- **DOCUMENT PASSAGE**
++++++++++++++++++++

Challenging a school board's approving the cost of providing for the defense and indemnification of board members and district officers in an appeal to the Commissioner of Education

The Applicant [Petitioner] in this appeal to the Commissioner of Education, among other things, challenged the school board's approval of resolutions to pay for the cost of the defense and indemnification of certain members of the school board and district officers in connection with prior appeals under Education Law §310. Interim Commissioner of Education Betty A. Rosa said the Petitioner's application must be denied and the appeal must be dismissed.

Petitioner had filed several prior appeals and applications involving various school district officers and the school board had voted to provide for the defense and the indemnification of the district officers in such prior appeals. Petitioner, in the instant appeal, contended that the school board had "improperly authorized the defense and indemnification of 'individuals who do not possess certificates of good faith', because the indemnified officers failed to notify the board of the commencement of the proceedings against them within five days as required by Education Law §3811(1)."

The Commissioner initially addressed some procedural issues and ruled:

1. The Petitioner's applications concerning the board's authorization for "defense and indemnification" in three of the four events must be dismissed as untimely* as they were not commenced "within 30 days from the making of the decision or the performance of the act complained of" by the school board and the Applicant failed to show "good cause" for the Commissioner to excuse such delay; and

2. Petitioner's application to remove certain school officers from their positions was untimely as a removal application must be commenced within 30 days of the petitioner’s good faith discovery of the misconduct alleged in the application even though the alleged misconduct occurred "more than 30 days before the application was instituted."

Turning to the merits of Petitioner’s several challenges to the school board's actions concerning providing for the defense and indemnification of district officers, the Commissioner said that a petitioner has the burden of demonstrating a clear legal right to the relief requested and the burden of establishing the facts upon which petitioner seeks relief. Further, explained the Commissioner, Education Law §3811 requires a board of education to defend and indemnify school board members, officers and employees if: 

(1) The targets of the petitioner's appeal notify the board in writing of the commencement of an action or proceeding against them within five days after service of process;

(2) The action or proceeding arises out of the exercise of their powers or the performance of their duties; and

(3) A court or the Commissioner, as the case may be, certifies that they appeared to act in good faith with respect to the exercise of their powers or the performance of their duties.

++++++++++++++++++++

- **PROVIDED RECORDS**
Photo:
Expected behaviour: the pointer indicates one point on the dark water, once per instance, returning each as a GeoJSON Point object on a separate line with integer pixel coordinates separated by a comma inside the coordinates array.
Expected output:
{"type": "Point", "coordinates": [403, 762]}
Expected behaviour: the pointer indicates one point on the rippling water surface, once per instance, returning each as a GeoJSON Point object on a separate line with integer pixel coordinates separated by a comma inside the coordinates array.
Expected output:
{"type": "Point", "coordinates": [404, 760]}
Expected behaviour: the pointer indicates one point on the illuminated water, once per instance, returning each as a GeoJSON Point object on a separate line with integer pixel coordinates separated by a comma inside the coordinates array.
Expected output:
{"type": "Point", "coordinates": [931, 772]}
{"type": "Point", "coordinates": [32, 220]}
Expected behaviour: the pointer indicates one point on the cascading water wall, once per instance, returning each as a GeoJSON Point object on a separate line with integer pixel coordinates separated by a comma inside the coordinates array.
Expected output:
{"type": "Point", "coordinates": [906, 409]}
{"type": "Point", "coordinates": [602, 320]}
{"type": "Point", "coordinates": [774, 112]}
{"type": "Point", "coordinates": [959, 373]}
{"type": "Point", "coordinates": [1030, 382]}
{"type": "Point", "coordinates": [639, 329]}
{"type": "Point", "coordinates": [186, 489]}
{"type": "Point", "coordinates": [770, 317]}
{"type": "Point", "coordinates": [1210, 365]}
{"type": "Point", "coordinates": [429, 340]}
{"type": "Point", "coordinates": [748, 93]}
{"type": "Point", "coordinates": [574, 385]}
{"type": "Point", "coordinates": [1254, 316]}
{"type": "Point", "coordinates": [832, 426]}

++++++++++++++++++++

- **WORK TO DO**
• 1. In the summary of the school board appeal, who said the Petitioner's application must be denied and the appeal dismissed?
• 2. Render this sentence from the school board appeal summary in Spanish: "Petitioner had filed several prior appeals and applications involving various school district officers and the school board had voted to provide for the defense and the indemnification of the district officers in such prior appeals."
• 3. Carry on the summary of the school board appeal from its last sentence.

- **REPLIES**
• 1. Interim Commissioner of Education Betty A. Rosa.

• 2. El peticionario había presentado varias apelaciones y solicitudes previas relacionadas con diversos funcionarios del distrito escolar, y la junta escolar había votado a favor de costear la defensa y la indemnización de los funcionarios del distrito en dichas apelaciones previas.

• 3.
Further, said the Commissioner, Public Officers Law §18(3) provides for defense and indemnification "in any civil action or proceeding arising out of any alleged act or omission which occurred or allegedly occurred while a public employee was acting within the scope of his or her employment or duties, so long as he or she: 

(1) provides a written request for defense along with copies of the relevant pleadings within 10 days of service of such pleadings upon the employee; and 

(2) cooperates fully in his or her defense. 

Public Officers Law §18, however, contains no requirement that a public employee obtain a certificate of good faith to avail him or herself of its protections.

Citing Matter of Scimeca v. Brentwood Union Free Sch. Dist., 140 AD3d 1174, the Commissioner opined that "once adopted by a public entity," Public Officers Law §18 normally becomes the exclusive source of a public employee’s defense and indemnification rights, "unless the governing body of such public entity has provided that [the] benefits [of Public Officers Law §18] shall supplement, or be in addition to, defense or indemnification protection conferred by another enactment.”

Finding that the school board has adopted a board policy which “recognizes” the board’s duty to defend and indemnify district officers under Education Law §3811 and additionally “confers” upon district officers the benefits of Public Officers Law §18, the Commissioner concluded that Petitioner’s reliance on the argument that Education Law §3811 is "the only vehicle for the board to authorize the defense and indemnification of district officers" was misplaced. 

The Commissioner noted that Petitioner claimed that providing for the defense and indemnification of the relevant officials was improper "because the indemnified officers did not obtain certificates of good faith."  However, said the Commissioner, such certification is not required to be defended or indemnified pursuant to Public Officers Law §18. 

Accordingly, the Commissioner ruled that Petitioner has failed to prove that any aspect of the board’s December 19, 2019 vote to approve the defense and indemnification of district officers was unwarranted or improper under Public Officers Law §18.  

Additionally, with respect to Education Law §3811, the Commissioner said she "took notice" that the record indicated the officers requested that the Commissioner certify, pursuant to Education Law §3811, that they acted in good faith and thus complied with Education Law §3811 with respect to the underlying appeals.

Turning to Petitioners’ application for removal of certain school board members and school officers, the Commissioner explained that "A member of the board of education or a school officer may be removed from office pursuant to Education Law §306 when it is proven to the satisfaction of the Commissioner that the board member or school officer has engaged in a willful violation or neglect of duty under the Education Law or has willfully disobeyed a decision, order, rule or regulation of the Board of Regents or Commissioner of Education." 

In the words of the Commissioner, " ... [P]etitioner has not proven a violation of Education Law §3811 or any other act pertaining to common schools, let alone a willful violation of such laws" and denied Petitioner's application for such removals.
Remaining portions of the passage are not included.